What is required:
Rewrite the records below, putting "Give the outline of the" in place of every "Provide the mask of the" and leaving everything else the same.
****
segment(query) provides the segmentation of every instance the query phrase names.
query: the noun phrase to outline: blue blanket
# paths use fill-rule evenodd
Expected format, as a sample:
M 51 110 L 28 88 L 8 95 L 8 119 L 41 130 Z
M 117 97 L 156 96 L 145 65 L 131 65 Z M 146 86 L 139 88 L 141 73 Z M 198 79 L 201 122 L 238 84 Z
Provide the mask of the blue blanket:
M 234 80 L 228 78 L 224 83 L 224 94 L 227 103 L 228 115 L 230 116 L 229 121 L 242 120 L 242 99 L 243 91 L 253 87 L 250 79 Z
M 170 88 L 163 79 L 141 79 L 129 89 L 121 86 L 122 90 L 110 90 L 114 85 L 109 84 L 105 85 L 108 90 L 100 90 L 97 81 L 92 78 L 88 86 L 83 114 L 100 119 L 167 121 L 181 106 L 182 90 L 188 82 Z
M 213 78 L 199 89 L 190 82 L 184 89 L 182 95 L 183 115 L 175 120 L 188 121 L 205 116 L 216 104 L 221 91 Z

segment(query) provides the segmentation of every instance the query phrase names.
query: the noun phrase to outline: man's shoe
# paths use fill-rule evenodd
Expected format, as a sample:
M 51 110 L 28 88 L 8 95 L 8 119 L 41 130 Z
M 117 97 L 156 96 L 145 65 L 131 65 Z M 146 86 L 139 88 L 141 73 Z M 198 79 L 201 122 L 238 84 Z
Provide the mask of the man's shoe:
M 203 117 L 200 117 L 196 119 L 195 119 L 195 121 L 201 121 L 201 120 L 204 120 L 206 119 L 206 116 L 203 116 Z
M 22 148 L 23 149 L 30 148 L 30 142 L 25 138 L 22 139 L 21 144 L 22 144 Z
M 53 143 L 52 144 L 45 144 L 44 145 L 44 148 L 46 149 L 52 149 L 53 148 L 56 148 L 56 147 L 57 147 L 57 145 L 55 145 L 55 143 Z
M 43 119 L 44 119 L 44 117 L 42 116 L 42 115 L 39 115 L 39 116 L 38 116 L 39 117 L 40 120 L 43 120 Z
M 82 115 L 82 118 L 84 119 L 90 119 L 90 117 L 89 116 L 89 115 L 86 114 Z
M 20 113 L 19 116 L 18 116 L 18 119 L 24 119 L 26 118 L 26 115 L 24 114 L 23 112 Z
****
Expected output:
segment(query) provides the segmentation of every instance the query phrase names.
query: the noun phrase to outline: blue blanket
# paths use fill-rule evenodd
Expected format, as a sample:
M 51 110 L 28 88 L 8 95 L 8 119 L 41 130 Z
M 117 97 L 156 96 L 145 65 L 131 65 Z M 146 86 L 139 88 L 141 73 Z M 198 79 L 201 122 L 238 84 Z
Give the outline of the blue blanket:
M 234 80 L 228 78 L 224 83 L 224 94 L 227 103 L 228 115 L 230 116 L 229 121 L 242 120 L 242 99 L 243 91 L 253 87 L 250 79 Z
M 170 88 L 163 79 L 141 79 L 129 89 L 121 86 L 122 90 L 110 90 L 114 85 L 109 84 L 105 85 L 108 90 L 100 90 L 97 81 L 92 78 L 88 86 L 83 114 L 100 119 L 167 121 L 181 106 L 182 90 L 188 82 Z
M 213 78 L 199 89 L 190 82 L 184 89 L 182 95 L 183 115 L 175 120 L 188 121 L 205 116 L 216 104 L 221 91 Z

segment(query) provides the segmentation of every instance the query phrase names.
query: the noun phrase to outline: man's shoe
# paths use fill-rule evenodd
Expected format, as a sample:
M 51 110 L 28 88 L 8 95 L 8 119 L 41 130 Z
M 117 97 L 156 96 L 145 65 L 131 65 Z M 146 86 L 139 88 L 141 73 Z M 198 79 L 201 122 L 238 84 Z
Give the outline of the man's shoe:
M 203 117 L 200 117 L 196 119 L 195 119 L 195 121 L 201 121 L 201 120 L 204 120 L 206 119 L 206 116 L 203 116 Z
M 22 148 L 23 149 L 30 148 L 30 142 L 25 138 L 22 139 L 21 144 L 22 144 Z
M 53 143 L 52 144 L 45 144 L 44 145 L 44 148 L 46 149 L 52 149 L 53 148 L 56 148 L 56 147 L 57 147 L 57 145 L 55 145 L 55 143 Z
M 43 119 L 44 119 L 44 117 L 42 116 L 42 115 L 39 115 L 39 116 L 38 116 L 39 117 L 40 120 L 43 120 Z
M 82 115 L 82 118 L 84 119 L 90 119 L 90 117 L 89 116 L 89 115 L 86 114 Z
M 20 113 L 19 116 L 18 116 L 18 119 L 24 119 L 26 118 L 26 115 L 24 114 L 23 112 Z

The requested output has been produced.